# Work required
Bring together every line in the data that includes "correct".

[[ Supplied information open ]]

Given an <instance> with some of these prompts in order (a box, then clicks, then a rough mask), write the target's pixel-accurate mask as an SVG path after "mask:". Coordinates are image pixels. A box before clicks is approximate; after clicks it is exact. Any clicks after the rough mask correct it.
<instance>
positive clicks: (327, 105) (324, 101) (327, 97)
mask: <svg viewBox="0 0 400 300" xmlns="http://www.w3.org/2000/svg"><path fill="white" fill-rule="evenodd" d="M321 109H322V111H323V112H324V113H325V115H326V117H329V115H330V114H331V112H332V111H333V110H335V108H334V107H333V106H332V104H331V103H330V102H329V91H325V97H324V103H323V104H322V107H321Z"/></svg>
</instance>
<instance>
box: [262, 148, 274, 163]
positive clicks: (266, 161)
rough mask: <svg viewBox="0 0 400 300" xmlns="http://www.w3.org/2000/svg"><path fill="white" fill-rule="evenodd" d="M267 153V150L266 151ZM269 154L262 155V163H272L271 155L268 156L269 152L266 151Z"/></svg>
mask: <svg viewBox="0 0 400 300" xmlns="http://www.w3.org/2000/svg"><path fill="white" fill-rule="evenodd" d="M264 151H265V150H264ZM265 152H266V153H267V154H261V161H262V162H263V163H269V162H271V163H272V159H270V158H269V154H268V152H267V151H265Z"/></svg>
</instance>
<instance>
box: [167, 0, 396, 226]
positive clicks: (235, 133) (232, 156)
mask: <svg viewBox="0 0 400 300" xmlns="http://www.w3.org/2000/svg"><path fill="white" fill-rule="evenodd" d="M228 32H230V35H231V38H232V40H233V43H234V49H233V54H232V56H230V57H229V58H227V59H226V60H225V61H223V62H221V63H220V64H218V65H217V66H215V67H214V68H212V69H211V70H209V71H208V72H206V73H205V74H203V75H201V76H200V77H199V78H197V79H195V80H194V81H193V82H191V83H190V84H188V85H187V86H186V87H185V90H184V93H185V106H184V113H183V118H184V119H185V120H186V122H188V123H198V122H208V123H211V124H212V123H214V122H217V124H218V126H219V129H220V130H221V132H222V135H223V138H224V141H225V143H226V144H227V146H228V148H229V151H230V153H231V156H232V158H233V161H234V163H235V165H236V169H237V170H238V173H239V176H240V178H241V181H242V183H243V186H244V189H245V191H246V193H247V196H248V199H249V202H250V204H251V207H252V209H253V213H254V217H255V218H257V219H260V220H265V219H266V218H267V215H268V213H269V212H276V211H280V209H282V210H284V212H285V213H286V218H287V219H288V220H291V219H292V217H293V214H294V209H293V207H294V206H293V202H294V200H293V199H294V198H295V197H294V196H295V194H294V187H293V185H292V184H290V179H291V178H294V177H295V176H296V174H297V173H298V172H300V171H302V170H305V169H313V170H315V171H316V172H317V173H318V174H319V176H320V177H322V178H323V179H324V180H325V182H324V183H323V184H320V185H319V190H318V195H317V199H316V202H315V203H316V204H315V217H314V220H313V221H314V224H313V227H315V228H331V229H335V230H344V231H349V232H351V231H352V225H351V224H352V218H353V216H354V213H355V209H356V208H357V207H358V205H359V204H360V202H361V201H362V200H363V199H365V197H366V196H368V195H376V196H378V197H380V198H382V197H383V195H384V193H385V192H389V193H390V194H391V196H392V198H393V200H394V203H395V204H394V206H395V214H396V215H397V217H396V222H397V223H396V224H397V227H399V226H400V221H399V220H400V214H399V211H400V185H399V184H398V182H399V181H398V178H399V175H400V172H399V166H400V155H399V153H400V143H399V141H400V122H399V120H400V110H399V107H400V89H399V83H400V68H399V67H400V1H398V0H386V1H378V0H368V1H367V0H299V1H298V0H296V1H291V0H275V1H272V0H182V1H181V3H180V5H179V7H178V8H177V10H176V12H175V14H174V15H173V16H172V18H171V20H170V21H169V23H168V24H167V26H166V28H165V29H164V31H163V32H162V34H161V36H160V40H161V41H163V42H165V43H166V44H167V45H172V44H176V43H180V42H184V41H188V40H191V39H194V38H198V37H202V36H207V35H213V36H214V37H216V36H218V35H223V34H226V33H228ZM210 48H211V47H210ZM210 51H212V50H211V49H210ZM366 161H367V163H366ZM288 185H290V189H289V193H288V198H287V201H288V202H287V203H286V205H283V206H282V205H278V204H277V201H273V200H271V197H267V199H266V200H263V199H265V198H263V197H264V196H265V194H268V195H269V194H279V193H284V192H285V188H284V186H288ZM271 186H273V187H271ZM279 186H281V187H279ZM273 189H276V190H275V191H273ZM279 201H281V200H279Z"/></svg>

[[ Supplied information closed ]]
[[ Supplied information open ]]

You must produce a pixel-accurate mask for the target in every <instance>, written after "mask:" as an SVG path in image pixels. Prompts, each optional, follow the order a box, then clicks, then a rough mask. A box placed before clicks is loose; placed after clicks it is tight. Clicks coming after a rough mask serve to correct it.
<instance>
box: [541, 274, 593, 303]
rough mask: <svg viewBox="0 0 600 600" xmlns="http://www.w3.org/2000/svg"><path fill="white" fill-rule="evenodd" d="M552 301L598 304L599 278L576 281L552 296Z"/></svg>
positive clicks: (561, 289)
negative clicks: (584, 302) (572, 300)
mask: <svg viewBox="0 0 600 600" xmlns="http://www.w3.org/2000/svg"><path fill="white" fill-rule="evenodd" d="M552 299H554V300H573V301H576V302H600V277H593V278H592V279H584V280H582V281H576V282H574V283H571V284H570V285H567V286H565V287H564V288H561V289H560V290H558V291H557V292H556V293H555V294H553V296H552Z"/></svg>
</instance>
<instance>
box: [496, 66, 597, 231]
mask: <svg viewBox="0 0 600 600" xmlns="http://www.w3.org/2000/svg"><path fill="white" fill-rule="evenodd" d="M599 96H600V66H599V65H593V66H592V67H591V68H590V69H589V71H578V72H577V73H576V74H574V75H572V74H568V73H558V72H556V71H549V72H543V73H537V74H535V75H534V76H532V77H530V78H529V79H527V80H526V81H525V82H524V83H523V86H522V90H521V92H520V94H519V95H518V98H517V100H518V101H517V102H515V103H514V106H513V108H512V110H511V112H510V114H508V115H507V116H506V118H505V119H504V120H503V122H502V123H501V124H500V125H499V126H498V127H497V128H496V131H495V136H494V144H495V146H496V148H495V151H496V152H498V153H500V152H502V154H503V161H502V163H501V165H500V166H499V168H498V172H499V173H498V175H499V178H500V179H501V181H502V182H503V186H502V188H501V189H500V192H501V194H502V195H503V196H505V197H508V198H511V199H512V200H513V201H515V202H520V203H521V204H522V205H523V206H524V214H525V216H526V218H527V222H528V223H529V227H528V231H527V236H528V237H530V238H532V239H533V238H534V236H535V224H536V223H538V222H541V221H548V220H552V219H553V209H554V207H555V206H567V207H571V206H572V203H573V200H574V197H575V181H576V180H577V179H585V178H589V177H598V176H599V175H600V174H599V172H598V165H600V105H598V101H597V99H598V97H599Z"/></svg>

[[ Supplied information closed ]]

# Solution to this problem
Given an <instance> with some of these prompts in order (a box, then clicks, then a rough mask), write the target's pixel-accurate mask as an SVG path after "mask:". Coordinates are image pixels. A box before clicks is approximate; after clicks it is exact. Any clicks after the rough mask correct it.
You must produce a pixel-accurate mask for the target in every <instance>, written after "mask:" as an SVG path in image pixels. Prompts, each optional, follow the order a box, then clicks, then a rough mask. A box placed before clicks is loose; placed after clicks it is tight. Clicks coming after a rough mask serve to correct it.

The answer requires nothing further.